** Record excerpts follows **

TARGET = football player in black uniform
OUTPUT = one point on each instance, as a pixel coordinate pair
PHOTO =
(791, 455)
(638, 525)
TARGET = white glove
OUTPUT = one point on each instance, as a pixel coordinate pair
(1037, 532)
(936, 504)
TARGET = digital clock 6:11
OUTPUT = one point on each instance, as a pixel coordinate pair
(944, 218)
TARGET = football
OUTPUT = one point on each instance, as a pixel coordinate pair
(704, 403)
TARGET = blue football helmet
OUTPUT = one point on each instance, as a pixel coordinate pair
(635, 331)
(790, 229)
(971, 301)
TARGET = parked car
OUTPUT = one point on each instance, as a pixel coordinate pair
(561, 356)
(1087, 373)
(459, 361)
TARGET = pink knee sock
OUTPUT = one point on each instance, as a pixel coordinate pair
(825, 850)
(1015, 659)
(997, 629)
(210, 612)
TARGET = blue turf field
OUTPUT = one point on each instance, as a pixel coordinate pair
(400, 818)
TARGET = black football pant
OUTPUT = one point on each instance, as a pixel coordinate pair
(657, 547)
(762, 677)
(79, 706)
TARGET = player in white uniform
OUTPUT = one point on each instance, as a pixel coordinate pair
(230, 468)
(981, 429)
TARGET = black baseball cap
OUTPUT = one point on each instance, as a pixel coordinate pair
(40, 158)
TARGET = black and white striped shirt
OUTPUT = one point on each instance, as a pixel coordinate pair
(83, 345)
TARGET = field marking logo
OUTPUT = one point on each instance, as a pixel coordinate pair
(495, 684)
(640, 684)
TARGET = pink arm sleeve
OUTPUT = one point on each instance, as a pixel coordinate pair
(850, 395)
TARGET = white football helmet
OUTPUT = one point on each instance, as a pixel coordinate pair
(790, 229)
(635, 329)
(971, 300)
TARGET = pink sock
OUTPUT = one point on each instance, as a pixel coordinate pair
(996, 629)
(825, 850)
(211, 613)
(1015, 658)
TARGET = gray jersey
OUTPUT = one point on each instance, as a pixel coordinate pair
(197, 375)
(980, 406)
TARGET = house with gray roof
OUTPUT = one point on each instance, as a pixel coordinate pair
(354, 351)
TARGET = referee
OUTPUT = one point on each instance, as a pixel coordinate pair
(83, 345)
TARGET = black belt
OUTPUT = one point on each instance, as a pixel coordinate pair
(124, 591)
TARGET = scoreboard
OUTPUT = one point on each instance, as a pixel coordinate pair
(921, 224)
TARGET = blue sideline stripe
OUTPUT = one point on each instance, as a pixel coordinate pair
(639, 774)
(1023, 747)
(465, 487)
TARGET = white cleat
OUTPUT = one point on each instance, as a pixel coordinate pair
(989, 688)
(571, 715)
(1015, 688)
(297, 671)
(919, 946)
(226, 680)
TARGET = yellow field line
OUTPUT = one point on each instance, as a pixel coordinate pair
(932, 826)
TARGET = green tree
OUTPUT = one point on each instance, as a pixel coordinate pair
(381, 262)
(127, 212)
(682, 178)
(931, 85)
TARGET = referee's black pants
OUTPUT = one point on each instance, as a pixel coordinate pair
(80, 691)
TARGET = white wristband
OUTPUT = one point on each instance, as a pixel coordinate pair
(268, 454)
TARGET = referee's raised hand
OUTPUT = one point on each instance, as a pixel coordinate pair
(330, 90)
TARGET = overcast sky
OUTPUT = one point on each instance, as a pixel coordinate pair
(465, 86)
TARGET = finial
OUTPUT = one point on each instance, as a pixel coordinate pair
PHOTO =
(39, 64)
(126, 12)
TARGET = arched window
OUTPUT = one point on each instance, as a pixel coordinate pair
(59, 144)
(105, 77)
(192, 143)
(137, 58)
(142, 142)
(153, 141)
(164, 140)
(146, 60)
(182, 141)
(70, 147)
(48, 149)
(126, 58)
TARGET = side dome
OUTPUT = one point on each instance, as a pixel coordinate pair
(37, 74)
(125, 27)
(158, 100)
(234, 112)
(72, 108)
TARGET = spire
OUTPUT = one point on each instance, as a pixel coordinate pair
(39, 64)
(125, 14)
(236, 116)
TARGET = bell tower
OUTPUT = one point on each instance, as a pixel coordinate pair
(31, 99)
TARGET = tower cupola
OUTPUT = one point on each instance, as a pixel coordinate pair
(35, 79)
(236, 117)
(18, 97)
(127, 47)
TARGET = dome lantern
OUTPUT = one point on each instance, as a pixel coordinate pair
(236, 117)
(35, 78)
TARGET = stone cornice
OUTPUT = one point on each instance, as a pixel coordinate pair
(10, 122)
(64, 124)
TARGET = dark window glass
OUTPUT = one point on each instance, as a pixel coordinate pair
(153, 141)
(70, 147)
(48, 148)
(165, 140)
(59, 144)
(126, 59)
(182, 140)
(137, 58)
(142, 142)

** End of Record excerpts **

Activity:
Each record is to be reproduced exactly as it appears.

Exercise solution:
TARGET = football player in black uniform
OUTPUT = one point on each instance, as a pixel coordinate pair
PHOTO =
(791, 455)
(638, 525)
TARGET = white glove
OUTPUT = one point on each instance, as a pixel coordinate pair
(1037, 532)
(936, 504)
TARGET = digital clock 6:11
OUTPUT = one point on each instance, as a pixel coordinate pair
(944, 218)
TARGET = football
OUTPUT = one point on each instance, as a pixel coordinate pair
(704, 403)
TARGET = blue football helmet
OUTPUT = one point on each instance, as a pixel coordinate pair
(635, 331)
(790, 229)
(971, 301)
TARGET = parked car
OUTPUT = one point on each instance, as a pixel coordinate pair
(561, 356)
(1087, 373)
(459, 361)
TARGET = pink knee sock
OUTPUT = one point on each instance, as a pixel coordinate pair
(825, 850)
(1015, 659)
(997, 629)
(210, 612)
TARGET = blue turf field
OUTPUT = one point on each instance, as a pixel coordinate pair
(400, 818)
TARGET = black football pant
OUTPUT = one point on each instance, as a pixel coordinate pair
(657, 547)
(762, 677)
(79, 706)
TARGET = player in white uniform
OUTPUT = one point on each instance, as a pixel coordinate pair
(230, 468)
(981, 429)
TARGET = black baseball cap
OUTPUT = one point on each instance, as a pixel coordinate pair
(40, 158)
TARGET = black and white striped shirt
OUTPUT = one point on each instance, as a pixel coordinate pair
(83, 345)
TARGET = field marking logo
OUTPUT = one point on each instance, as a pixel coordinate pair
(495, 684)
(640, 684)
TARGET = pink arm sleeve
OUTPUT = one point on each instance, as a pixel coordinate pair
(850, 395)
TARGET = white football helmet
OUTPUT = one point on each instance, as a pixel coordinate pair
(790, 229)
(635, 329)
(971, 300)
TARGET = pink sock
OUTPUT = one point on each instance, as a pixel coordinate pair
(996, 629)
(825, 850)
(211, 613)
(1015, 658)
TARGET = gray jersey
OUTPUT = one point on each instance, as a pixel coordinate pair
(197, 375)
(980, 406)
TARGET = house with gray roof
OUTPUT = one point on each instance, as a pixel coordinate pair
(354, 351)
TARGET = referee
OUTPUT = one point on each instance, as a pixel coordinate pair
(83, 345)
TARGET = black belt
OUTPUT = one point on each instance, as a pixel coordinate pair
(124, 591)
TARGET = scoreboard
OUTPUT = one point on each instance, as a pixel coordinate pair
(921, 224)
TARGET = blue sideline stripe
OUTPUT = one point on each instance, as a pixel coordinate pair
(639, 774)
(1023, 747)
(465, 487)
TARGET = white cleat
OUTPUT = one point on each instance, as a pixel coordinate pair
(989, 688)
(571, 715)
(1015, 688)
(297, 671)
(919, 946)
(226, 680)
TARGET = yellow field line
OUTPUT = one point on each instance, as a pixel coordinate pair
(932, 826)
TARGET = green tree
OUTPUT = one point on each instance, as a pixel coordinate pair
(381, 262)
(127, 212)
(682, 178)
(931, 85)
TARGET = referee's black pants
OUTPUT = one point on each instance, as a pixel coordinate pair
(80, 691)
TARGET = white wristband
OUTPUT = one point on each instance, as a pixel coordinate pair
(268, 454)
TARGET = referee's raised hand
OUTPUT = one point on each instance, as a pixel coordinate pair
(330, 90)
TARGET = overcast sky
OUTPUT = one point on each instance, as a pixel coordinate pair
(465, 86)
TARGET = finial
OUTPUT = one point on each instance, as a pixel coordinate pair
PHOTO =
(39, 64)
(126, 12)
TARGET = arched window
OUTPUT = one point on each instance, as a pixel coordinate pair
(59, 144)
(105, 77)
(192, 143)
(137, 58)
(142, 142)
(153, 141)
(164, 140)
(146, 60)
(182, 141)
(70, 147)
(48, 149)
(126, 58)
TARGET = side dome
OUTPUT = one point on each instance, as a pixel coordinate pair
(37, 74)
(125, 27)
(158, 100)
(234, 112)
(72, 108)
TARGET = spire
OUTPUT = one point on each instance, as a pixel coordinate pair
(39, 64)
(125, 14)
(236, 116)
TARGET = bell tower
OUTPUT = one point on each instance, as a pixel coordinate pair
(31, 99)
TARGET = tower cupola
OUTPUT = one point on each instance, as a pixel coordinate pair
(35, 79)
(236, 117)
(18, 97)
(127, 47)
TARGET = dome lantern
OUTPUT = one point on each instance, as a pixel coordinate pair
(236, 117)
(35, 78)
TARGET = stone cornice
OUTPUT = one point on each instance, as a pixel coordinate pair
(10, 122)
(64, 124)
TARGET = dark window glass
OUTPUT = one point on each instance, as a pixel coordinate pair
(153, 141)
(70, 147)
(48, 148)
(165, 140)
(59, 144)
(126, 59)
(182, 140)
(137, 58)
(142, 142)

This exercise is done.